---------- ARTICLE
Forum OpenACS Development: Re: NaviServer "breaks" under high load
first of all, unless you are running the application on a raspberry pi, ~60 users is no load to be concerned of on a reasonable machine, we have servers with several thousand active users (clicking in a time window of 2 minutes). ... but users are not users, when these user fire e.g every second a request taking a minute, every server will run out of resources soon. So, in order to assess the situation of this server properly, more details are needed.
Concerning the configuration parameters:
- maxconnections: having maxthreads higher than maxconnections never makes sense, NaviServer should warn you about this on startup
- maxthreads: 128 is quite a large value! On the setup with 2000 concurrent users, we have in the default pool minthreads and maxthreads set to 25. Make sure to have enough db connections configured in your database setup. How many cores are available in this setup?
- connsperthead: unless you have major data-leaks in the application, increase connsperthread to 10000; this is not relevant for the issue.
- database: You might run out of db-connections (threads will be hanging around idle waiting for db-connections) or simply to slow or to many queries.
- slow clients: when NaviServer is not properly configured, the speed of client connections for uploads and downloads might cause long blocking connection threads. This will not happen, when spooler and writer threads are properly configured.
--------------------
---------- DATA SECTION
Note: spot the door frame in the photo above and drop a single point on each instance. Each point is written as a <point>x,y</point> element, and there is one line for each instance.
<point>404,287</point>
--------------------
## STATED EXERCISE A
Reproduce the part of the NaviServer forum post starting at "- connsperthead: unless" and ending at "to many queries.".
## STATED EXERCISE B
Extend the NaviServer forum post about high load past its last line.
The listing plays no part in this work.

## EXERCISE RESULT A
- connsperthead: unless you have major data-leaks in the application, increase connsperthread to 10000; this is not relevant for the issue.
- database: You might run out of db-connections (threads will be hanging around idle waiting for db-connections) or simply to slow or to many queries.

## EXERCISE RESULT B
- setup without multiple thread pools: In case, a site admin knows to have several very slow requests (taking each multiple seconds) the recommended setup is to have multiple thread pools, such that the slow requests are directed to special pools, but no other users are harmed.
The avgwaittime is the average time for obtaining a db-handle, and avgsqltime is the average time of an SQL query.
The same page provides as well information about the configured pools, like e.g. from the default connection thread pool:
When the queue time goes up, you should become alert. A high filter time is an indicator of permission problems, the avg runtime gives hints about the need of splitting connection pools.
Below, you see information about multiple connection pools, where e.g. the "monitor" pools is used on this site for monitoring applications (like munin) and for admins to adjust the setup at runtime when necessary (ds/shell, etc.)
Hope this helps!
~60 users is no load to be concerned of
I've read about your impressive WU-Wien installation...
However, with ~2.500 "total users" (using ]po[ at least once a week for hour logging, as opposed to these ~60 "active users" in the 2 min interval), also the number of "activities" (projects, tickets and tasks) go up more or less linearly. Most pages algorithms with at least n*log(n) complexity, so that overall load rises with at least n^3*log(n) with the number of users, probably even higher.
Right, this didn't make sense...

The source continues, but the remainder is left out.